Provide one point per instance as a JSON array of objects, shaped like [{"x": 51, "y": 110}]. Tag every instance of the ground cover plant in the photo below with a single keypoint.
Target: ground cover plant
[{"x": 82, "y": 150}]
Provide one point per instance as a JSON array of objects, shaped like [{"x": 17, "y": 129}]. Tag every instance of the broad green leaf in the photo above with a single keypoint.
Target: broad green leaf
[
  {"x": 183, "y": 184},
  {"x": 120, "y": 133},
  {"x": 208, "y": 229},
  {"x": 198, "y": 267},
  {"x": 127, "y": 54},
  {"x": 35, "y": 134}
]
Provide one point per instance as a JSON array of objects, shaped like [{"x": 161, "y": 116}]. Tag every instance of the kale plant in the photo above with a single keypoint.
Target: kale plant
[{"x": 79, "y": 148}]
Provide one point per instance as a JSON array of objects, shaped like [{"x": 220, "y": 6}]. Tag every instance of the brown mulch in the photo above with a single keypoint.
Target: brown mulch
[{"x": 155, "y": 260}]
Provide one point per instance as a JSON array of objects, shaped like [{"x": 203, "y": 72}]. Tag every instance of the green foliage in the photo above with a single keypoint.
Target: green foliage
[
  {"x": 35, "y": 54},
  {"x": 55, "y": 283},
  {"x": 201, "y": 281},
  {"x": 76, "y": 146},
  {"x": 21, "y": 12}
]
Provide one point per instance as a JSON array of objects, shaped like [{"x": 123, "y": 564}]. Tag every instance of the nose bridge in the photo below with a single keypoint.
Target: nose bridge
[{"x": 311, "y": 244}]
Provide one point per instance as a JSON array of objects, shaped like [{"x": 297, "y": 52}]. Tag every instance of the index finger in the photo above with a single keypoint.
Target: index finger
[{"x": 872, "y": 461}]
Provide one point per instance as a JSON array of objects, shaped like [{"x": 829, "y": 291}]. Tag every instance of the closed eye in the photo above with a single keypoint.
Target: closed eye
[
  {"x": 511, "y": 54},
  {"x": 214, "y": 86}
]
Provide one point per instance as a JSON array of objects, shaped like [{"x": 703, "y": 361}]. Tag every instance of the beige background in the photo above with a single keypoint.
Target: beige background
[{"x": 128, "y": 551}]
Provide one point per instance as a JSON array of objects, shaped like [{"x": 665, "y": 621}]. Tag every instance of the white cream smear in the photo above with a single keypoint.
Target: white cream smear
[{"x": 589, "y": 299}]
===
WHAT IS REQUIRED - Switch "cream" to "lotion" in the stretch from the line containing "of the white" through the end of the material, leaving everything else unchanged. Give only those lines.

ANSWER TO THIS EXERCISE -
Provide one point per instance as a JSON array of objects, shaped like [{"x": 665, "y": 621}]. Tag every instance of the white lotion smear in the photo above with a single keypoint.
Target: white lotion smear
[{"x": 589, "y": 299}]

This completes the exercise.